:: TEXT EXCERPT ::

[START]

Auto box manufacturers make big claims on how quick their boxes change gear, but during that change, you're essentially twiddling your thumbs and waiting for the box to do it's tricks. I don't really care that a manual takes longer to change, auto boxes remove driver input and involvement imo.

Auto boxes only belong in small city cars and huge luxo barges imo.

So yes it is girly to prefer an auto :wink:


----------



## GW1970 (Jul 4, 2005)

Does depend on the car; high spec cars keep the engine in its most efficient operating range - however:

Auto boxes are generally less frugal on fuel, wear out more quickly, generally wear out brake pads quicker, random mid - corner gearchanges can happen (IMO), costs more to buy and repair.

And they are not as much fun....

but for most driving these days in our congested country they are fit for purpose.


----------



## garyc (May 7, 2002)

[END]

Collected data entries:
[START]

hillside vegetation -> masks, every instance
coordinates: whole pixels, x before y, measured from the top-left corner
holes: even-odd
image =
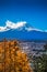
[[[33,72],[17,41],[0,42],[0,72]]]

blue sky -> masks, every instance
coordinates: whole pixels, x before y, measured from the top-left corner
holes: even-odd
[[[0,25],[7,20],[47,30],[47,0],[0,0]]]

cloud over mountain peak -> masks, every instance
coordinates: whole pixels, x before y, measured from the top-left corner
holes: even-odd
[[[10,29],[19,29],[19,28],[22,28],[26,24],[26,21],[21,21],[21,22],[11,22],[11,21],[7,21],[5,22],[5,25],[4,27],[0,27],[0,32],[3,32],[3,31],[8,31]]]
[[[0,32],[4,32],[4,31],[8,31],[8,30],[14,30],[14,29],[16,29],[16,30],[23,30],[23,28],[24,28],[24,30],[26,30],[26,31],[40,31],[40,32],[47,32],[47,30],[45,30],[45,31],[43,31],[43,30],[40,30],[40,29],[36,29],[36,28],[33,28],[33,27],[31,27],[31,25],[28,25],[27,24],[27,22],[26,21],[20,21],[20,22],[16,22],[16,23],[14,23],[14,22],[11,22],[11,21],[7,21],[5,22],[5,25],[4,27],[0,27]]]

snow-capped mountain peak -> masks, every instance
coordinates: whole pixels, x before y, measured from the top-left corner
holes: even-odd
[[[36,29],[36,28],[33,28],[32,25],[30,25],[26,21],[21,21],[21,22],[12,22],[12,21],[7,21],[5,22],[5,25],[4,27],[0,27],[0,32],[4,32],[4,31],[8,31],[8,30],[25,30],[25,31],[40,31],[40,32],[47,32],[46,31],[43,31],[40,29]]]

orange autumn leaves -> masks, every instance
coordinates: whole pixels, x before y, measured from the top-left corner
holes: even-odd
[[[0,72],[33,72],[17,41],[0,42]]]

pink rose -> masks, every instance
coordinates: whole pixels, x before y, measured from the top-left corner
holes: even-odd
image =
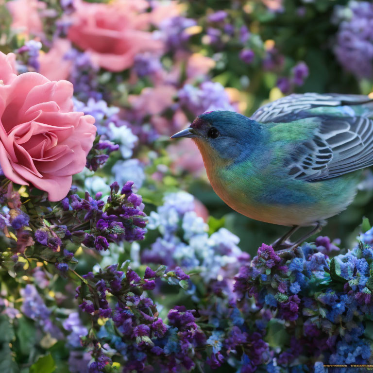
[[[47,53],[41,53],[39,56],[40,74],[50,80],[67,79],[72,66],[72,60],[66,58],[71,48],[69,40],[55,39],[49,51]]]
[[[76,11],[68,38],[90,54],[94,64],[111,71],[131,67],[135,56],[163,49],[160,40],[144,31],[150,20],[142,0],[115,0],[109,3],[92,3],[76,0]]]
[[[60,201],[85,165],[95,120],[72,111],[71,83],[35,72],[17,76],[14,60],[0,52],[0,167],[14,183]]]
[[[45,9],[46,4],[37,0],[12,0],[6,7],[12,18],[12,28],[26,34],[38,35],[43,32],[43,24],[39,10]]]

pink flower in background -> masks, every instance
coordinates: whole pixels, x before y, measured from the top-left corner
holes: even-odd
[[[17,76],[16,69],[16,55],[13,53],[4,54],[0,52],[0,87],[1,84],[10,84]]]
[[[148,4],[142,0],[115,0],[108,4],[76,0],[68,37],[89,52],[94,64],[111,71],[124,70],[133,65],[137,53],[163,49],[161,41],[144,31],[149,17],[139,12]]]
[[[84,168],[95,119],[73,112],[72,85],[35,72],[17,76],[14,56],[0,52],[0,167],[14,183],[65,197]]]
[[[133,109],[143,115],[160,114],[174,103],[177,91],[172,85],[158,85],[144,88],[140,95],[132,95],[128,101]]]
[[[43,32],[43,24],[38,11],[46,4],[37,0],[11,0],[6,3],[12,16],[12,28],[27,35],[38,35]]]
[[[181,140],[177,145],[167,148],[174,171],[187,171],[195,177],[205,175],[203,161],[197,145],[188,139]]]
[[[70,74],[72,61],[66,56],[71,47],[71,43],[67,39],[55,39],[49,51],[41,53],[39,56],[40,74],[50,80],[67,79]]]
[[[167,2],[154,2],[154,8],[149,13],[150,21],[157,27],[167,18],[172,18],[180,16],[183,6],[177,0],[171,0]]]

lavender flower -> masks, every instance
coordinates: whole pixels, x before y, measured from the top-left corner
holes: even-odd
[[[195,116],[212,110],[235,111],[220,83],[204,82],[199,88],[186,85],[179,91],[178,97],[180,104]]]
[[[370,78],[373,73],[373,4],[351,1],[340,12],[336,8],[335,18],[340,22],[334,52],[341,65],[358,78]],[[338,12],[342,15],[339,16]],[[347,16],[344,15],[348,15]]]

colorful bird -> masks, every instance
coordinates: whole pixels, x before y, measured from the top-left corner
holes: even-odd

[END]

:: TASK STATEMENT ::
According to the gearbox discussion, in which kinds of cars do auto boxes belong?

:: RESULT BELOW ::
Small city cars and huge luxo barges.